#### [Tarea planteada 1]
Responde estas preguntas sobre la reseña de Rebecca Solnit:
(a) ¿En qué ciudad y en qué año nació?
(b) ¿Qué sección escribe regularmente en la revista Harper?
(c) ¿En qué libro describe el Proyecto de Defensa de Western Shoshone?

#### [Sección del documento]

.....

Rebecca Solnit. San Francisco (EE.UU.), 1961. Editora colaboradora de la revista Harper, donde escribe regularmente la sección «Easy Chair», Rebecca Solnit ha escrito sobre una amplia variedad de temas, incluyendo el medio ambiente, la política y el arte. Desde la década de 1980 ha trabajado en numerosas campañas de derechos humanos —como el Proyecto de Defensa de Western Shoshone a principios de los 90, que describe en su libro Savage Dreams— y con activistas contra la guerra durante la era Bush.

.....

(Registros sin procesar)

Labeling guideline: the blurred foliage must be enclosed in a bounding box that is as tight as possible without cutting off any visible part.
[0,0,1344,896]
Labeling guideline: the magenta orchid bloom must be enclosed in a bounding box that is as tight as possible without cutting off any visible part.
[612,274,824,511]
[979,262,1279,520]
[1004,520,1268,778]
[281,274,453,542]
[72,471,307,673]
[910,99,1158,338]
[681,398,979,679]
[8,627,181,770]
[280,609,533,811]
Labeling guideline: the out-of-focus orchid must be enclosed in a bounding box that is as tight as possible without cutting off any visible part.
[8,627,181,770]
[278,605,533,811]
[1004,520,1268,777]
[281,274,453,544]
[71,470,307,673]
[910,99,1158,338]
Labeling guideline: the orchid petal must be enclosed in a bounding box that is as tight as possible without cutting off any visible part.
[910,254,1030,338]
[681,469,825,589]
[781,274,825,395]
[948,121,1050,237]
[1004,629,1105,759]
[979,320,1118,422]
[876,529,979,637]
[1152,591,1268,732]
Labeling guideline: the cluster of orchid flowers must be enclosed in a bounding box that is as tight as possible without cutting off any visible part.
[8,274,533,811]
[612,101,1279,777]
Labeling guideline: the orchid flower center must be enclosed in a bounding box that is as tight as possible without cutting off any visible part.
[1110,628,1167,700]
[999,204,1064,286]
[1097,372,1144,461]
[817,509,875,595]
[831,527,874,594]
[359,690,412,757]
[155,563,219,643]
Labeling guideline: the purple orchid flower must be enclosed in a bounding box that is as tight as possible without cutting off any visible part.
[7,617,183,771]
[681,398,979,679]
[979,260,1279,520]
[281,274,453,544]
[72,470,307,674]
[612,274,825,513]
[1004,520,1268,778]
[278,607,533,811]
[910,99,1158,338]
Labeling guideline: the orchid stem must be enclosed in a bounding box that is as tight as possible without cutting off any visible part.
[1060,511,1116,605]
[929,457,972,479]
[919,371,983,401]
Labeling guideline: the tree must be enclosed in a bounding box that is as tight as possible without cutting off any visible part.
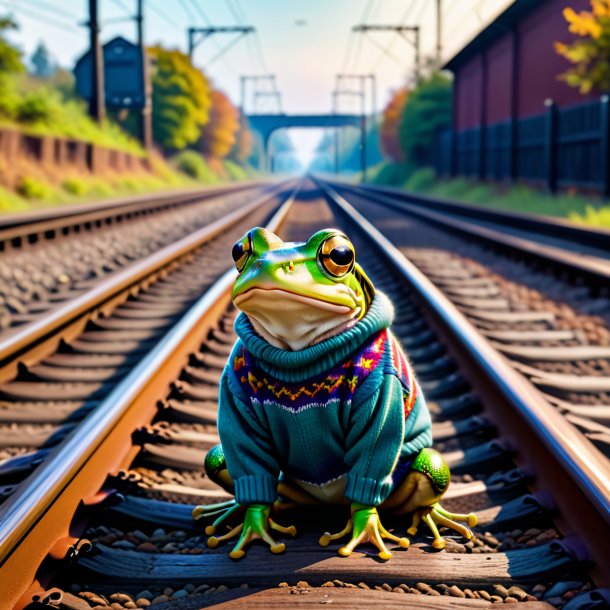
[201,90,239,159]
[555,0,610,94]
[380,87,409,162]
[30,41,57,78]
[149,46,212,150]
[398,72,452,166]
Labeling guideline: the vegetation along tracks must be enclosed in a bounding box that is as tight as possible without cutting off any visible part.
[320,180,610,456]
[0,186,608,609]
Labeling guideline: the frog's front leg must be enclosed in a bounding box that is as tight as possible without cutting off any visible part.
[193,445,296,559]
[320,503,409,560]
[382,449,477,549]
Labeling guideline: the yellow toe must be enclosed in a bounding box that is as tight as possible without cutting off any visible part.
[432,538,447,551]
[229,550,246,559]
[318,532,331,546]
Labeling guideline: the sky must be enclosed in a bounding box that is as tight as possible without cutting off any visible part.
[5,0,512,163]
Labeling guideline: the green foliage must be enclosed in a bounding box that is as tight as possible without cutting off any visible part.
[16,176,53,199]
[386,166,610,226]
[568,205,610,227]
[368,163,413,186]
[222,159,250,182]
[398,73,451,167]
[61,177,89,197]
[404,167,436,193]
[149,46,211,150]
[172,150,218,183]
[30,41,56,78]
[15,89,56,124]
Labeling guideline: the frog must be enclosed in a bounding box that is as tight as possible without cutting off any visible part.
[193,227,477,560]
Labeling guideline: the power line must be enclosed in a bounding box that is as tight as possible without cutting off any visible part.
[0,0,81,36]
[21,0,74,22]
[148,1,182,30]
[112,0,133,17]
[178,0,195,22]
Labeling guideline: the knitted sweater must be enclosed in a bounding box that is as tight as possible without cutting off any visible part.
[218,292,432,506]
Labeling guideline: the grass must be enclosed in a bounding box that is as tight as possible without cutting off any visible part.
[371,164,610,227]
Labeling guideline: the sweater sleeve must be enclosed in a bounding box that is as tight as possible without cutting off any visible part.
[345,371,405,506]
[218,359,280,504]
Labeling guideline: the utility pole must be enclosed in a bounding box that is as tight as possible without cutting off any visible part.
[436,0,443,68]
[352,24,421,81]
[87,0,106,122]
[187,25,256,61]
[333,88,366,180]
[135,0,153,150]
[254,91,282,114]
[336,74,377,117]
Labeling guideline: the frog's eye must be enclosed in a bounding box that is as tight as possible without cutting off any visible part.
[318,235,356,277]
[231,235,252,273]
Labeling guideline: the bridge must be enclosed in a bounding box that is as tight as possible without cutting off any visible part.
[248,114,366,170]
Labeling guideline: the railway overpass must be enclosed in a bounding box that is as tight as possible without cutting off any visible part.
[248,114,366,171]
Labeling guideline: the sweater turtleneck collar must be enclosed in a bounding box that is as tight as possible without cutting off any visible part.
[235,291,394,381]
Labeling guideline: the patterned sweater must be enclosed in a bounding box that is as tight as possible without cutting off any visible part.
[218,292,432,506]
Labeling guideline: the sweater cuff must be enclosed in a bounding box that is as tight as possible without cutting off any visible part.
[345,474,392,506]
[235,476,277,504]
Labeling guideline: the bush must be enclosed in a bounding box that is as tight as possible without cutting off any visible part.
[15,89,59,123]
[172,150,218,183]
[16,176,53,199]
[61,178,89,197]
[404,167,436,193]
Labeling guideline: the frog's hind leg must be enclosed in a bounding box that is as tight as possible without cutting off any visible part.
[384,449,477,549]
[193,445,244,536]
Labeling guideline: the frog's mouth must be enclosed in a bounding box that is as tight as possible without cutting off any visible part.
[233,288,360,351]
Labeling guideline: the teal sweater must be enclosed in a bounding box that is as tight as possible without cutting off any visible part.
[218,292,432,506]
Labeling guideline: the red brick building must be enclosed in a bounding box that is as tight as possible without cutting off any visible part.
[439,0,608,194]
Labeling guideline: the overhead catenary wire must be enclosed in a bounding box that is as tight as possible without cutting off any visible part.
[0,0,81,36]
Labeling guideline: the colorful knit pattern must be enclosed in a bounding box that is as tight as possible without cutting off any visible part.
[388,333,417,419]
[233,329,415,416]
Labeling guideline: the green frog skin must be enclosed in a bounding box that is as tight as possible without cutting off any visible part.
[193,228,477,559]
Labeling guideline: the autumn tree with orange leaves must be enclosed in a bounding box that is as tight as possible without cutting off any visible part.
[555,0,610,94]
[201,90,239,159]
[380,87,409,162]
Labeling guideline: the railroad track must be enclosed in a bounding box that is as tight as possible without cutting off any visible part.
[0,183,276,338]
[0,179,610,610]
[318,178,610,458]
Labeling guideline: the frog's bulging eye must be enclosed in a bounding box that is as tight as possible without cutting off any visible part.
[318,235,356,277]
[231,236,252,273]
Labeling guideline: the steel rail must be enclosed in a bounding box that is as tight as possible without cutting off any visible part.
[329,182,610,287]
[0,180,292,376]
[329,180,610,250]
[0,184,300,603]
[0,181,273,244]
[316,180,610,582]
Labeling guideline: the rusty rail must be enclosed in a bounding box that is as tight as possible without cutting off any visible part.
[0,187,298,607]
[318,182,610,583]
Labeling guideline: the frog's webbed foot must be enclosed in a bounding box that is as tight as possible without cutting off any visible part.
[320,504,409,560]
[206,504,297,559]
[383,448,477,549]
[193,500,246,536]
[407,502,477,550]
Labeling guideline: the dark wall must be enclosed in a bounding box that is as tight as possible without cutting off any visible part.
[454,0,599,132]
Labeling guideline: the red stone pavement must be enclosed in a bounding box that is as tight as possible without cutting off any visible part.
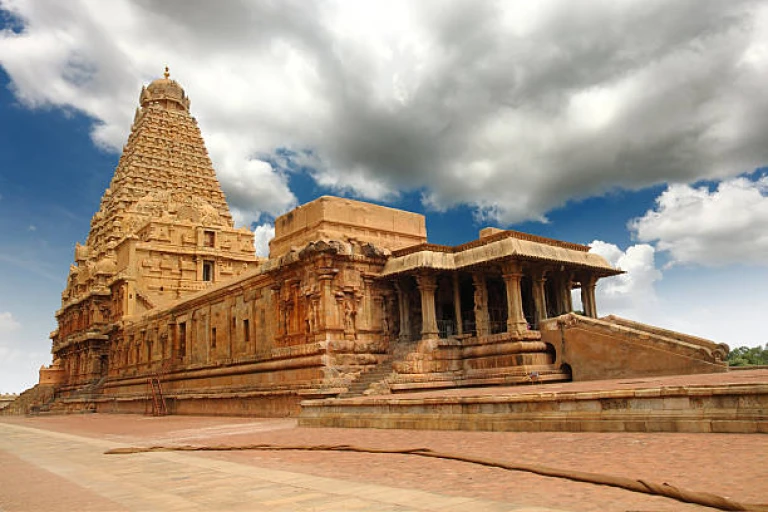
[0,414,768,511]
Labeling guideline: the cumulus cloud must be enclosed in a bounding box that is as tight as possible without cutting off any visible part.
[0,0,768,223]
[629,176,768,266]
[253,224,275,257]
[589,240,662,318]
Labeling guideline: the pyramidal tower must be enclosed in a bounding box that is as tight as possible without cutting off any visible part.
[52,68,258,368]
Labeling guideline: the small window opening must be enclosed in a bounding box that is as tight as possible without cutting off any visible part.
[203,261,213,281]
[179,322,187,358]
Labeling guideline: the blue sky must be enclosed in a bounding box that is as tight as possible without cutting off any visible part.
[0,0,768,392]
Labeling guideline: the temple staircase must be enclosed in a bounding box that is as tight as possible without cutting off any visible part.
[339,358,394,398]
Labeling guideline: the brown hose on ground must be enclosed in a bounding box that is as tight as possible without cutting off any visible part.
[104,444,768,512]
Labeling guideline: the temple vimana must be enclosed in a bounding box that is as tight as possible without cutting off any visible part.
[25,73,728,416]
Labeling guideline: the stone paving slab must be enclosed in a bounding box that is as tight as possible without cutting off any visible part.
[0,423,555,512]
[0,414,768,512]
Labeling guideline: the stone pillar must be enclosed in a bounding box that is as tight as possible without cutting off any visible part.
[581,274,597,318]
[472,272,490,337]
[395,277,411,341]
[502,261,528,333]
[561,271,573,314]
[357,274,374,331]
[453,272,464,336]
[531,269,547,327]
[416,274,439,340]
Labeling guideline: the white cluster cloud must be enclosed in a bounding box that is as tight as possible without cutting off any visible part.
[253,224,275,257]
[630,176,768,266]
[0,0,768,223]
[589,240,662,319]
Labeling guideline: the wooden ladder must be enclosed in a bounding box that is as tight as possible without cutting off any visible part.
[147,375,168,416]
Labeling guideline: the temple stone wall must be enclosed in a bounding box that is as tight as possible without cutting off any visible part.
[541,314,728,381]
[269,196,427,258]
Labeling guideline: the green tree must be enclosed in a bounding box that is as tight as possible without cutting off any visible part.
[728,343,768,366]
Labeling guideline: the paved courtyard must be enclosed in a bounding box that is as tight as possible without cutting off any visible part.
[0,415,768,512]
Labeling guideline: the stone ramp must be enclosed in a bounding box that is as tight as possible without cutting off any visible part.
[299,370,768,433]
[540,313,728,381]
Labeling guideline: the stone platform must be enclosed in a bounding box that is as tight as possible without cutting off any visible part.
[299,370,768,433]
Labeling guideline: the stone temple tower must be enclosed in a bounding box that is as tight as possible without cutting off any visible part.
[51,68,258,388]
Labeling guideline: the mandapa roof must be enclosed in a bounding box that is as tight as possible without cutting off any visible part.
[381,231,623,277]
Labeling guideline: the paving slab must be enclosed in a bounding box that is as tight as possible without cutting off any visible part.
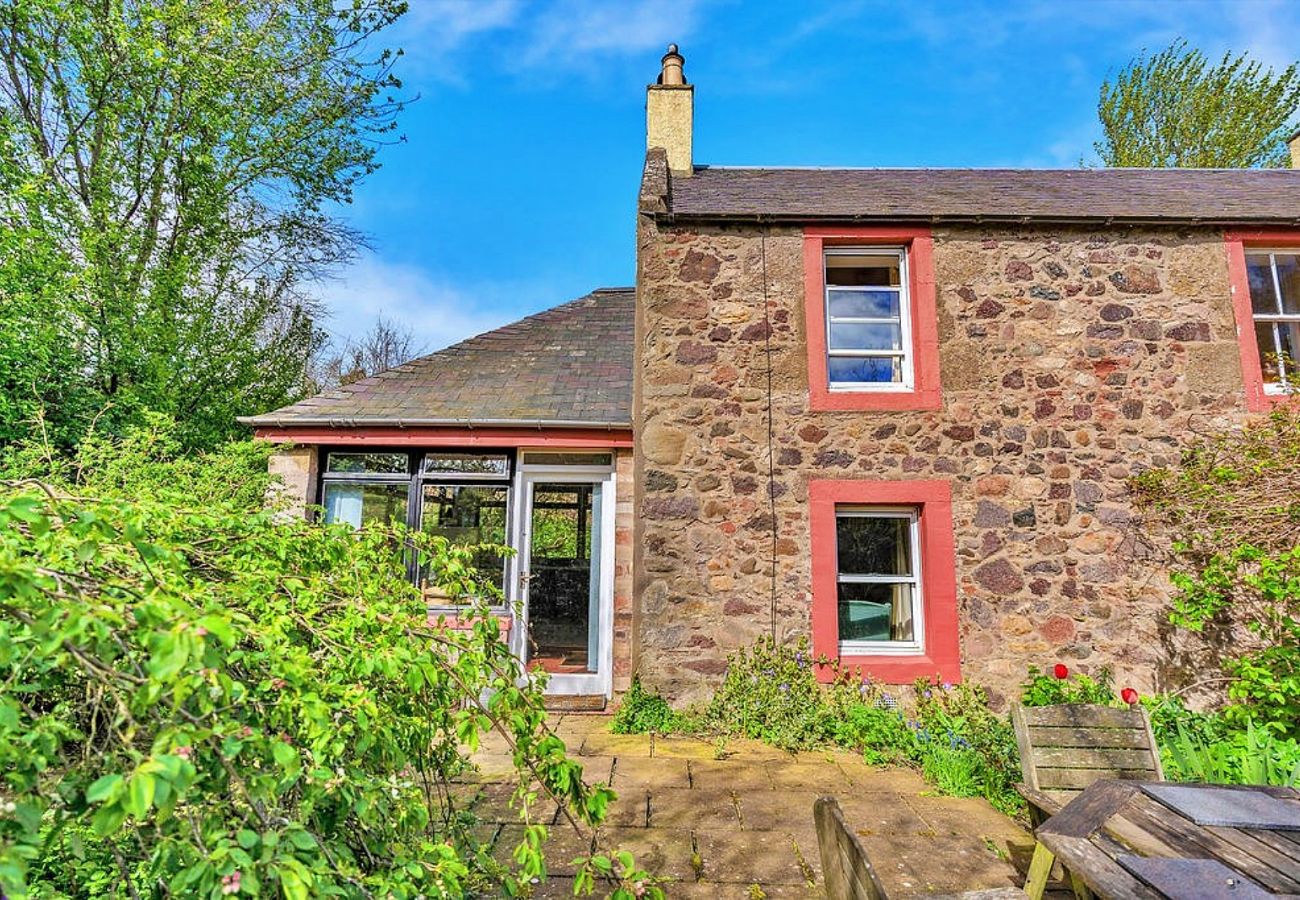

.....

#### [Tarea planteada 2]
En el listado, reescribe las líneas que empiezan en la que contiene "Labeling guideline: the wooden" y terminan en la que contiene "[147,375,168,416]", cambiando "wooden ladder" por "bamboo ladder" y sin tocar nada más. Entrega solo esas líneas.

#### [Solución 1]
(a) En San Francisco (EE.UU.), en 1961.
(b) La sección «Easy Chair».
(c) En Savage Dreams.

#### [Solución 2]
Labeling guideline: the bamboo ladder must be enclosed in a bounding box that is as tight as possible without cutting off any visible part.
[147,375,168,416]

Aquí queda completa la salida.